Läuft man heute durch den 13.000 Quadratmeter großen Neubau, ist alles an seinem Platz, die Mitarbeiter geschäftig. Nichts ist mehr zu merken vom „Werks-Tetris“, wie Geschäftsführer Kohler das ambitionierte Projekt nennt, den Neubau während der laufenden Produktion zu vollziehen. Jede Abteilung musste während des Baus mindestens einmal, wenn nicht sogar zweimal, umziehen – und das in der Hochphase der Coronapandemie und ohne Produktionsunterbrechung. Stressig zwar, aber die ersten Maschinen liefen bereits im Sommer 2020 vom Band. Anschließend wurde die Umstrukturierung der weiteren Produktionslinien abgeschlossen und eine Photovoltaikanlage auf dem Dach installiert, die nun zehn Prozent des Energiebedarfs mit Solarstrom deckt, der restliche Ökostrom wird zugekauft. Bis 2019 verzeichnete das Unternehmen jedes Jahr einen neuen Rekord, sowohl beim Maschinenoutput als auch beim Umsatz. Die Pandemie hat dies zwar kurzeitig abgeflacht, aber nicht beendet. Die Entwicklung lief auf Hochtouren weiter, Kurzarbeit war zu keinem Zeitpunkt angedacht, um die Innovationspipeline weiter zu füllen.
Stets lieferfähig
Eine größere Herausforderung ist die Versorgungslage mit Mikrochips. „Wenn jemandem eine Spülmaschine kaputt geht, kann man nicht monatelang auf Ersatz warten“, sagt Kohler. Entsprechend habe man ein Sondermodell mit leicht veränderter Steuerung und verfügbaren Teilen designt. „Wir waren immer lieferfähig!“ Mit anderen kritischen Teilen hat sich das Unternehmen rechtzeitig und umfangreich bevorratet. Dafür wurde extra eine Lagerhalle angemietet, die von einem Dienstleister gemanagt wird. Das Serviceunternehmen legt den Servicemitarbeitern von Hobart die notwendigen Teile über Nacht in die Lieferwägen – eine Art Amazon Prime für den Außendienst.

== == ==

Aufgabenstellung ▸
1. Welchen Anteil des Energiebedarfs deckt die Photovoltaikanlage auf dem Dach laut dem Text über den Werksneubau?
2. Ändern Sie im Text über den Werksneubau alles von „Stets lieferfähig“ bis hinunter zu „für den Außendienst.“, indem Sie „Lagerhalle“ durch „Logistikhalle“ ersetzen, und geben Sie diesen Abschnitt wieder.
3. Schreiben Sie den Text über den Werksneubau im Anschluss an seinen letzten Satz weiter.
Das Material steht in keinem Zusammenhang mit dem Text über den Werksneubau.

Datensatz ▸

== == ==

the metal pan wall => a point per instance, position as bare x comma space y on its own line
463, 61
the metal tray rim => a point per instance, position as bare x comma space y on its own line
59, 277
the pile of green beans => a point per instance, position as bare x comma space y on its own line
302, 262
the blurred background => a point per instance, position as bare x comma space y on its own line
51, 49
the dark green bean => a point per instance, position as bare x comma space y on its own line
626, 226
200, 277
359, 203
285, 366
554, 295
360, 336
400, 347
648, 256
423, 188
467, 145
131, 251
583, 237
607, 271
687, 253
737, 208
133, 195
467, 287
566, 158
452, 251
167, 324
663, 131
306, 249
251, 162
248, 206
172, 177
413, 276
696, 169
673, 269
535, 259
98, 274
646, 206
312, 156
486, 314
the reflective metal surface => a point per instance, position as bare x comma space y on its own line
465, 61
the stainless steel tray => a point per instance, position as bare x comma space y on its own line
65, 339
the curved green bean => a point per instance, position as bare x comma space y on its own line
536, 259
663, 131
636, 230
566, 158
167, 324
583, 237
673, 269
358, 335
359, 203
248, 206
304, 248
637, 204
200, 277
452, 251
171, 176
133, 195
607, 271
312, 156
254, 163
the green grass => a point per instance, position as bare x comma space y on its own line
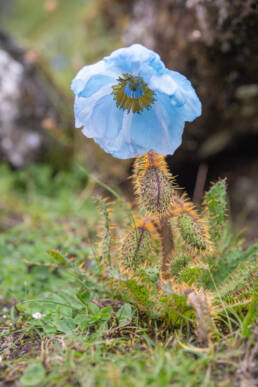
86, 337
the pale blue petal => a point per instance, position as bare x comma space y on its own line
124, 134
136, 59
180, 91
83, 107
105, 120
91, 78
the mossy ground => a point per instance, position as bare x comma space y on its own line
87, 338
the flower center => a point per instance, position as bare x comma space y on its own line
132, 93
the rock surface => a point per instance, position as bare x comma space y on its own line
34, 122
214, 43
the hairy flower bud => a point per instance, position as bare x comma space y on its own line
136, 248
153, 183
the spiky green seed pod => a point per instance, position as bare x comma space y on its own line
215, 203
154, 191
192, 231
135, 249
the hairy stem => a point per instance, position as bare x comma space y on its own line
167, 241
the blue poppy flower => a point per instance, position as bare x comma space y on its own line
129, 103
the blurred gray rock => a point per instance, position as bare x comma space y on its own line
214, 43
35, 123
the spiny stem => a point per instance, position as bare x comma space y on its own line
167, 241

== == ==

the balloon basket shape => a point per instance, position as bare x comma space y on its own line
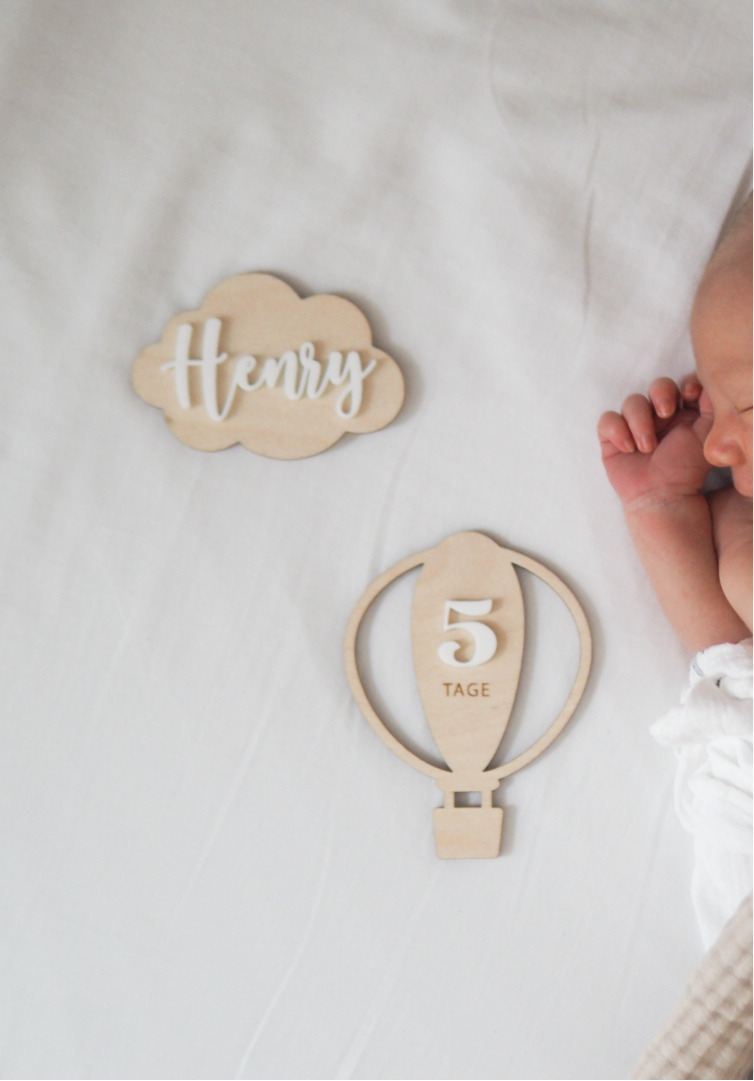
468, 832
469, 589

== == ==

Antworten zur Übung ▸
1. Sie deckt zehn Prozent des Energiebedarfs mit Solarstrom.

2.
Stets lieferfähig
Eine größere Herausforderung ist die Versorgungslage mit Mikrochips. „Wenn jemandem eine Spülmaschine kaputt geht, kann man nicht monatelang auf Ersatz warten“, sagt Kohler. Entsprechend habe man ein Sondermodell mit leicht veränderter Steuerung und verfügbaren Teilen designt. „Wir waren immer lieferfähig!“ Mit anderen kritischen Teilen hat sich das Unternehmen rechtzeitig und umfangreich bevorratet. Dafür wurde extra eine Logistikhalle angemietet, die von einem Dienstleister gemanagt wird. Das Serviceunternehmen legt den Servicemitarbeitern von Hobart die notwendigen Teile über Nacht in die Lieferwägen – eine Art Amazon Prime für den Außendienst.

3.
Fachkräftemangel ist mit Blick auf die Produktentwicklung ein Thema: Küchenpersonal ist knapp, Spülprozesse, die bis hin zum Einräumen der Maschine automatisiert sind, sind gefragt. Für den eigenen Arbeitskräftebedarf zieht die Personalabteilung in Sachen Marketing erfolgreich alle Register: Schnuppertage, Kinderprogramm, Mitarbeiter werben Mitarbeiter sowie spezielle Förderprogramme auch in Zusammenarbeit mit Hochschulen. Vor allem aber „sind wir ein attraktives, zukunftsfähiges Unternehmen“, meint der Geschäftsführer.
Trends: Automation und Reusables
Man könnte sagen, dass Hobart den großen Krisen vorwegläuft. Spätestens der diesjährige Dürresommer und der bevorstehende Winter in der Energiekrise machen schmerzhaft deutlich, dass Wasser- und Energiesparen keinen Aufschub dulden. „Das wird inzwischen von Kunden auch vermehrt aktiv nachgefragt“, berichtet Kohler. Impulse kämen auch vielfach aus asiatischen Ländern, die hohe gesetzliche Anforderungen an den Wasserverbrauch von Geräten stellen.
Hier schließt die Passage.